··· RECORDS

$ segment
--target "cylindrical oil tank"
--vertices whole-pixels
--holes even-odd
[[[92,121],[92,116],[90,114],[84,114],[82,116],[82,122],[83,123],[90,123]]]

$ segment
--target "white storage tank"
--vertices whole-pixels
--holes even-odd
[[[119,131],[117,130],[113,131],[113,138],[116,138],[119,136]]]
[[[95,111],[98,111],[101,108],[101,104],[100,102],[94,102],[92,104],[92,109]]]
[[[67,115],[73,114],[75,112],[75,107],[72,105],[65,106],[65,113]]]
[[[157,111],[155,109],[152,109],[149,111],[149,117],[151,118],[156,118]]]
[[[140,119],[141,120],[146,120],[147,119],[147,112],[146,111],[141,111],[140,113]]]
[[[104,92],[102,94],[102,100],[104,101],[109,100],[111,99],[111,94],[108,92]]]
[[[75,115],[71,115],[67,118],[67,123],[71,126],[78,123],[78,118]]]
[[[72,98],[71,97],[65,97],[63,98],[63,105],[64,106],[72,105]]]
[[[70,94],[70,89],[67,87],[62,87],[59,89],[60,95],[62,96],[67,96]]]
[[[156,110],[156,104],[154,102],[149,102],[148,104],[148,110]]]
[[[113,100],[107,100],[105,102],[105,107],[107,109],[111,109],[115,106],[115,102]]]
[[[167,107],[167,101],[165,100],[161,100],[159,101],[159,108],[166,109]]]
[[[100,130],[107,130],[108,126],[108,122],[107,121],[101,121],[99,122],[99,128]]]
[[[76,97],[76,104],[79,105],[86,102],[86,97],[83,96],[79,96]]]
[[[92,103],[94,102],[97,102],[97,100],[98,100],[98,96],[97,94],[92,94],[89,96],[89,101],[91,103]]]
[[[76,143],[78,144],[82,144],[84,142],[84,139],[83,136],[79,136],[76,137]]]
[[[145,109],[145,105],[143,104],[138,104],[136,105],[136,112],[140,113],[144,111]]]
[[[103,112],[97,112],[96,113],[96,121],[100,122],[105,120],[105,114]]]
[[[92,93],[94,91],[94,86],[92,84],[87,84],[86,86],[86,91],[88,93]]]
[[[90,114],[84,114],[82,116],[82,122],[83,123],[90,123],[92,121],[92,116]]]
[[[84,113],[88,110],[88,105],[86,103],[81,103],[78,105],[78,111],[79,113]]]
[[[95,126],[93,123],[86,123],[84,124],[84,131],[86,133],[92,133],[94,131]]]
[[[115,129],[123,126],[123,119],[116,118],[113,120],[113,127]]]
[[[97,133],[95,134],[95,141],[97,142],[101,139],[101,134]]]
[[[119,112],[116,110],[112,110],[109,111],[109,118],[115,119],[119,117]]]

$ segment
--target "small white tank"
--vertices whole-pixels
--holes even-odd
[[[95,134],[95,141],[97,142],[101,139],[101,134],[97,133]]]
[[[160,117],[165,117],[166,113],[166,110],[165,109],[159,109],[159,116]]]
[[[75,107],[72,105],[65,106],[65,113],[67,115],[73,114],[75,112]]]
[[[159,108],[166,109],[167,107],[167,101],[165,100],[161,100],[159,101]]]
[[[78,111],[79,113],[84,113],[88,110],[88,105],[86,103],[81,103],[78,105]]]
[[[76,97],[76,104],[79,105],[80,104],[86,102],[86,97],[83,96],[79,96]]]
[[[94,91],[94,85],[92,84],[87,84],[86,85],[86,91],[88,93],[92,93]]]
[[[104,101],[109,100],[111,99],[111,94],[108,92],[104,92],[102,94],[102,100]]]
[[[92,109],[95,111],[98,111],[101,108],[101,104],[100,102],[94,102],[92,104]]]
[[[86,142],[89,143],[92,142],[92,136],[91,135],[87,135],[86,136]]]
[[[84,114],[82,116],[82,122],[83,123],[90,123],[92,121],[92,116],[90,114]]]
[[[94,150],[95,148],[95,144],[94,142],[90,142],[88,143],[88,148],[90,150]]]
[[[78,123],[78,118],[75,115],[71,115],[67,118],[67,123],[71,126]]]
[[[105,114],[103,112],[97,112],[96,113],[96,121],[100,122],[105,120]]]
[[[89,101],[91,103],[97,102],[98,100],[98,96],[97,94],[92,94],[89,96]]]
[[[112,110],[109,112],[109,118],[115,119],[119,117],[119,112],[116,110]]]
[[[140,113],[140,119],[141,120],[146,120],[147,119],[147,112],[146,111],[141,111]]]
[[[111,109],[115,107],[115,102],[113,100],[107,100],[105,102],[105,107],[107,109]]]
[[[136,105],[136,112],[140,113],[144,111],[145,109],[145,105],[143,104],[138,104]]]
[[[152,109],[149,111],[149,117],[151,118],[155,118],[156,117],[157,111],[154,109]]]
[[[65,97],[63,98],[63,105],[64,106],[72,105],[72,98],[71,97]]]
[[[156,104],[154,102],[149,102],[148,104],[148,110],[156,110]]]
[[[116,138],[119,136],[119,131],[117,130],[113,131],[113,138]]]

······

• **SET EXERCISE**
Quote each line above in full, word for word.

• **EXPECTED ANSWER**
$ segment
--target "cylindrical oil tank"
--vertices whole-pixels
--holes even-odd
[[[92,121],[92,116],[90,114],[84,114],[82,116],[82,122],[83,123],[90,123]]]

$ segment
--target "white storage tank"
--vertices whole-pixels
--holes even-odd
[[[119,131],[117,130],[113,131],[113,138],[116,138],[119,136]]]
[[[95,111],[98,111],[101,108],[101,104],[100,102],[94,102],[92,104],[92,109]]]
[[[67,115],[73,114],[75,112],[75,107],[72,105],[65,106],[65,113]]]
[[[157,111],[155,109],[152,109],[149,111],[149,117],[151,118],[156,118]]]
[[[140,119],[141,120],[146,120],[147,119],[147,112],[146,111],[141,111],[140,113]]]
[[[104,92],[102,94],[102,100],[104,101],[109,100],[111,99],[111,94],[108,92]]]
[[[75,115],[71,115],[67,118],[67,123],[71,126],[78,123],[78,118]]]
[[[72,98],[71,97],[65,97],[63,98],[63,105],[64,106],[72,105]]]
[[[70,94],[70,89],[67,87],[62,87],[59,89],[60,95],[62,96],[67,96]]]
[[[156,110],[156,104],[154,102],[149,102],[148,104],[148,110]]]
[[[113,100],[107,100],[105,102],[105,107],[107,109],[111,109],[115,106],[115,102]]]
[[[167,107],[167,101],[165,100],[161,100],[159,101],[159,108],[166,109]]]
[[[100,130],[107,130],[108,126],[108,122],[107,121],[101,121],[99,122],[99,128]]]
[[[76,97],[76,104],[79,105],[86,102],[86,97],[83,96],[79,96]]]
[[[92,103],[94,102],[97,102],[97,100],[98,100],[98,96],[97,94],[92,94],[89,96],[89,101],[91,103]]]
[[[76,143],[78,144],[82,144],[84,142],[84,139],[83,136],[79,136],[76,137]]]
[[[145,109],[145,105],[143,104],[138,104],[136,105],[136,112],[140,113],[144,111]]]
[[[103,112],[97,112],[96,113],[96,121],[100,122],[105,120],[105,114]]]
[[[92,93],[94,91],[94,86],[92,84],[87,84],[86,86],[86,91],[88,93]]]
[[[90,114],[84,114],[82,116],[82,122],[83,123],[90,123],[92,121],[92,116]]]
[[[84,113],[88,110],[88,105],[86,103],[81,103],[78,105],[78,111],[79,113]]]
[[[95,126],[93,123],[86,123],[84,124],[84,131],[86,133],[92,133],[94,131]]]
[[[115,129],[123,126],[123,119],[116,118],[113,120],[113,127]]]
[[[97,133],[95,134],[95,141],[97,142],[101,139],[101,134]]]
[[[119,112],[116,110],[112,110],[109,111],[109,118],[115,119],[119,117]]]

$ segment
--target "small white tank"
--vertices whole-pixels
--holes even-odd
[[[95,134],[95,141],[97,142],[101,139],[101,134],[97,133]]]
[[[160,117],[165,117],[166,113],[166,110],[165,109],[159,109],[159,116]]]
[[[75,107],[72,105],[65,106],[65,113],[67,115],[73,114],[75,112]]]
[[[159,108],[166,109],[167,107],[167,101],[165,100],[161,100],[159,101]]]
[[[78,111],[79,113],[84,113],[88,110],[88,105],[86,103],[81,103],[78,105]]]
[[[76,97],[76,104],[79,105],[80,104],[86,102],[86,97],[83,96],[79,96]]]
[[[94,91],[94,85],[92,84],[87,84],[86,85],[86,91],[88,93],[92,93]]]
[[[104,101],[109,100],[111,99],[111,94],[108,92],[104,92],[102,94],[102,100]]]
[[[92,109],[95,111],[98,111],[101,108],[101,104],[100,102],[94,102],[92,104]]]
[[[86,142],[89,143],[92,142],[92,136],[91,135],[87,135],[86,136]]]
[[[84,114],[82,116],[82,122],[83,123],[90,123],[92,121],[92,116],[90,114]]]
[[[94,150],[95,148],[95,144],[94,142],[90,142],[88,143],[88,148],[90,150]]]
[[[78,123],[78,118],[75,115],[71,115],[67,118],[67,123],[71,126]]]
[[[105,114],[103,112],[97,112],[96,113],[96,121],[100,122],[105,120]]]
[[[89,101],[91,103],[97,102],[98,100],[98,96],[97,94],[92,94],[89,96]]]
[[[112,110],[109,112],[109,118],[115,119],[119,117],[119,112],[116,110]]]
[[[140,113],[140,119],[141,120],[146,120],[147,119],[147,112],[146,111],[141,111]]]
[[[111,109],[115,107],[115,102],[113,100],[107,100],[105,102],[105,107],[107,109]]]
[[[136,105],[136,112],[140,113],[144,111],[145,109],[145,105],[143,104],[138,104]]]
[[[152,109],[149,111],[149,117],[151,118],[155,118],[156,117],[157,111],[154,109]]]
[[[65,97],[63,98],[63,105],[64,106],[72,105],[72,98],[71,97]]]
[[[156,104],[154,102],[149,102],[148,104],[148,110],[156,110]]]
[[[116,138],[119,136],[119,131],[117,130],[113,131],[113,138]]]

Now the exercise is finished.